# Exercise prompt
Which rows below contain the string "item"? Find each one and copy it in full.

# Given entries

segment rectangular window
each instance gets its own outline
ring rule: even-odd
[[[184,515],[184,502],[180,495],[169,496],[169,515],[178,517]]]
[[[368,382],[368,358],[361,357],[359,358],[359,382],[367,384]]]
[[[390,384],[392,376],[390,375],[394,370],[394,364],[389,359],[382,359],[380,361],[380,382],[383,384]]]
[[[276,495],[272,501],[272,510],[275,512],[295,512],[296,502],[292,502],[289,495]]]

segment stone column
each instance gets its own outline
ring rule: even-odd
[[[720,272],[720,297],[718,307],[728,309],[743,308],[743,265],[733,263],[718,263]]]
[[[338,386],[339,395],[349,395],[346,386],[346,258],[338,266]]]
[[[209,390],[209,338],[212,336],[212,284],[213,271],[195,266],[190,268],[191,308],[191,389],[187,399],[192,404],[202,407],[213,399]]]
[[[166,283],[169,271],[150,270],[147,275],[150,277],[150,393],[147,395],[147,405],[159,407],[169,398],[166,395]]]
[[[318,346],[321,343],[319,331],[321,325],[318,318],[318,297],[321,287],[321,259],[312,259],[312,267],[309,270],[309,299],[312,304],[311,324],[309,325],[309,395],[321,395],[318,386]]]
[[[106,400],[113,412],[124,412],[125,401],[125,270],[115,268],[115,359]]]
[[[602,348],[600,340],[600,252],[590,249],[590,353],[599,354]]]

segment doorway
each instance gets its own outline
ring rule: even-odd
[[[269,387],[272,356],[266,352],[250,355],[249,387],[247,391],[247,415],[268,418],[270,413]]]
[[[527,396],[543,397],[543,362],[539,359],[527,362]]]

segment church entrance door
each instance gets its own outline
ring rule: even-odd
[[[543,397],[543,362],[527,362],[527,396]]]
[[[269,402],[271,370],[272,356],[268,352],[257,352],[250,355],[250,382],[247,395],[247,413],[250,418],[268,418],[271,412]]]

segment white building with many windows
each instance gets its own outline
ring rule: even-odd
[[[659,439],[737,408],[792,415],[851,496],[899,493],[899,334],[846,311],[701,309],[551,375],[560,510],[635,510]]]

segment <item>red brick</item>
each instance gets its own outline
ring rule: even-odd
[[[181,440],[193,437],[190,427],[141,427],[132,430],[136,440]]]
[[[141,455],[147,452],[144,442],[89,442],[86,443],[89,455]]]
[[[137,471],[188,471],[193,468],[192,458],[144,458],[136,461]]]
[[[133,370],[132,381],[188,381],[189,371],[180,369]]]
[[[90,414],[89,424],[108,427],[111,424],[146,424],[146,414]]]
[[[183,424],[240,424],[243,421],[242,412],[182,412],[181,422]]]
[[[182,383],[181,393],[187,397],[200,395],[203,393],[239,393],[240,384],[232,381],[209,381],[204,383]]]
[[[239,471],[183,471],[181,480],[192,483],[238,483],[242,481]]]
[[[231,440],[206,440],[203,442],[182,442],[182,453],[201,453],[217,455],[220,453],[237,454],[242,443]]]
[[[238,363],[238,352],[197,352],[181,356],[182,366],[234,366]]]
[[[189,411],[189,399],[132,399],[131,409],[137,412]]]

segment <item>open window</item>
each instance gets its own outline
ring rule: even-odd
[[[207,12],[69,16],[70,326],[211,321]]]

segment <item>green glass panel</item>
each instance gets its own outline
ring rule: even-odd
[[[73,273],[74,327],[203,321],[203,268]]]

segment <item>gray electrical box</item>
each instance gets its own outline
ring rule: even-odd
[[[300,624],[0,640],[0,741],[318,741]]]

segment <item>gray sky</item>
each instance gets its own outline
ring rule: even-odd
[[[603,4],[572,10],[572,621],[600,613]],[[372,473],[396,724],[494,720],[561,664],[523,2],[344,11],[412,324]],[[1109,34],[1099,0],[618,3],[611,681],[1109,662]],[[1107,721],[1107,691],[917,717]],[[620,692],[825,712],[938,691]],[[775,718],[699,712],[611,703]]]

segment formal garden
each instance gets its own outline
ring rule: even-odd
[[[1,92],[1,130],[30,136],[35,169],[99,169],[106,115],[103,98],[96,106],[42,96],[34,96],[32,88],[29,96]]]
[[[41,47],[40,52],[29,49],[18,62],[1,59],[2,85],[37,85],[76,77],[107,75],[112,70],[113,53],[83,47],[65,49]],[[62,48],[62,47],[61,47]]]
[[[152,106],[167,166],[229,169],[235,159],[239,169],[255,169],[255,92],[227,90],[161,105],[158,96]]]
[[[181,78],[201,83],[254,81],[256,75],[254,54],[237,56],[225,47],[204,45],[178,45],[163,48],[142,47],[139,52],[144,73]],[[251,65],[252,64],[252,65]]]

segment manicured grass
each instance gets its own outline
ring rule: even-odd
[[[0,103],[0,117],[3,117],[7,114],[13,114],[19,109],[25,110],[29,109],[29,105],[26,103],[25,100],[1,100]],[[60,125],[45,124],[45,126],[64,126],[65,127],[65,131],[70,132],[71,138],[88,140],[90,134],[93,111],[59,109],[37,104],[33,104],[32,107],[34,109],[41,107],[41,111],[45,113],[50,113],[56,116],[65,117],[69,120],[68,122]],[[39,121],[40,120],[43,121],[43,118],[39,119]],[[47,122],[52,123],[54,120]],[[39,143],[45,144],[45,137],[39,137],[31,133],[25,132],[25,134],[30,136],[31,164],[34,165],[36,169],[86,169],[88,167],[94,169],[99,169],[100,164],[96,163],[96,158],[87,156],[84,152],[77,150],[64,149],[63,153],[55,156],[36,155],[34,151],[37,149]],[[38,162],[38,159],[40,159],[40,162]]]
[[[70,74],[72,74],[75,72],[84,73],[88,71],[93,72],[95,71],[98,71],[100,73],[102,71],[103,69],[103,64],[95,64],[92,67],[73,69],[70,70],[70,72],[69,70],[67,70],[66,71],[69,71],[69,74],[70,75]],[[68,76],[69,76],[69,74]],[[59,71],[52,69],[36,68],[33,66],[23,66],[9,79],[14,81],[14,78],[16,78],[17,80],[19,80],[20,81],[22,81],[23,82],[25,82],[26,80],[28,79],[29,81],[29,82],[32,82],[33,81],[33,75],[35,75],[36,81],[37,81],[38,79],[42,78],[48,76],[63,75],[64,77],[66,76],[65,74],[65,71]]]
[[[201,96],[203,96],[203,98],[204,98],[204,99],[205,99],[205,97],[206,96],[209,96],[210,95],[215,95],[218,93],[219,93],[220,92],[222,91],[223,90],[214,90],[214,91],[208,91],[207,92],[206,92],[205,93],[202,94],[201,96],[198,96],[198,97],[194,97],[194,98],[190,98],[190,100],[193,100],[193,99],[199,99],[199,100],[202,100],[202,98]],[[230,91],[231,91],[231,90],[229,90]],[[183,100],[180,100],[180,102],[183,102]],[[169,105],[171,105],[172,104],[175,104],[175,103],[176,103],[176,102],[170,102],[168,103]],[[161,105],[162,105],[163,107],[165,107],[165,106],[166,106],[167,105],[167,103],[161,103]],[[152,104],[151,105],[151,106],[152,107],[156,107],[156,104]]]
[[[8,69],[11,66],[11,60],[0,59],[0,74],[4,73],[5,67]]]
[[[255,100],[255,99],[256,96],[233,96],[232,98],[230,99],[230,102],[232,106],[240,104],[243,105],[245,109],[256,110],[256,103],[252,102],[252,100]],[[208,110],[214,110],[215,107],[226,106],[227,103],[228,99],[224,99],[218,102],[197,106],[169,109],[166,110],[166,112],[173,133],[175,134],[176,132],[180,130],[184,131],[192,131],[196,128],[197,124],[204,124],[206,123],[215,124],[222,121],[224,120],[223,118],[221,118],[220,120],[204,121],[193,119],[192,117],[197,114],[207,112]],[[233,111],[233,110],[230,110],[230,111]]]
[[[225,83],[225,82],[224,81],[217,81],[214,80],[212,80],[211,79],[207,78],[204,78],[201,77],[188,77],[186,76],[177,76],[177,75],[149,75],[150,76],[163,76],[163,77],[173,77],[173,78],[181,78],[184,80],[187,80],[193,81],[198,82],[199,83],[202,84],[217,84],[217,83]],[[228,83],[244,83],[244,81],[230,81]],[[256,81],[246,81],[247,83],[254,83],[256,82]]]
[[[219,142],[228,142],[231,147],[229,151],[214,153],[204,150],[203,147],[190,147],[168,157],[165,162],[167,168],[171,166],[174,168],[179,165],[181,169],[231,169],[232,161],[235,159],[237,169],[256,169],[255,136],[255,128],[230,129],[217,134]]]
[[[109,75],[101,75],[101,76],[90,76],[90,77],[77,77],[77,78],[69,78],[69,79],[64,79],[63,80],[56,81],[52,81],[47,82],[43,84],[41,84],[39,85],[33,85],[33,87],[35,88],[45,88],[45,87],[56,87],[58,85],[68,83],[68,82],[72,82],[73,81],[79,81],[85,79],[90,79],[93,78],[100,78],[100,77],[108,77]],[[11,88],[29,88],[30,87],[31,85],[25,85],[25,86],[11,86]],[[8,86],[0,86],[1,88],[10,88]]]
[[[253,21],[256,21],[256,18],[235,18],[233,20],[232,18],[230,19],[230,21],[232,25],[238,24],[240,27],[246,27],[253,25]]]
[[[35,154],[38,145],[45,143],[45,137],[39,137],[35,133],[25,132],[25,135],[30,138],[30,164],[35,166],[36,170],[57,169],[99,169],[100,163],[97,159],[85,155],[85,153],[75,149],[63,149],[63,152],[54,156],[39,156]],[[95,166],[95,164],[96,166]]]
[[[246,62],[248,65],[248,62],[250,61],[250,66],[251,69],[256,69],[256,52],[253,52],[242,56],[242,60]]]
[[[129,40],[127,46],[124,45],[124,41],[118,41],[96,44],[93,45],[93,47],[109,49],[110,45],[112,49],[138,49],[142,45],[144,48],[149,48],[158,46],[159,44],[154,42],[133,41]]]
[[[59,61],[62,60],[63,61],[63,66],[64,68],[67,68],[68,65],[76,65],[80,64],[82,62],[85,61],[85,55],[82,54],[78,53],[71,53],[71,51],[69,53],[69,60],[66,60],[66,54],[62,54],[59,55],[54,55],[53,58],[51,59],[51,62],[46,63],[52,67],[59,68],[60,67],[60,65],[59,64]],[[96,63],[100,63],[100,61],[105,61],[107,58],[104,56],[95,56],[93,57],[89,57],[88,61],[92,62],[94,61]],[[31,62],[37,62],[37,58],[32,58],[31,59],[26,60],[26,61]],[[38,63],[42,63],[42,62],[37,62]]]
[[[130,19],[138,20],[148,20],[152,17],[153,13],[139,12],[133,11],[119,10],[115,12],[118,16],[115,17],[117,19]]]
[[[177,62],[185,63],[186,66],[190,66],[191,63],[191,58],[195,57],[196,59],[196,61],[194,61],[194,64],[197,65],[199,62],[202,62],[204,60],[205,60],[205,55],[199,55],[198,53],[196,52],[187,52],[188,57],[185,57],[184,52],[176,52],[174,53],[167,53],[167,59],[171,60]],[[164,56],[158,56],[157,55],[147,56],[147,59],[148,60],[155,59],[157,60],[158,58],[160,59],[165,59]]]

# Complete answer
segment <item>red brick</item>
segment <item>open window</item>
segment <item>green glass panel</item>
segment <item>gray electrical box</item>
segment <item>gray sky</item>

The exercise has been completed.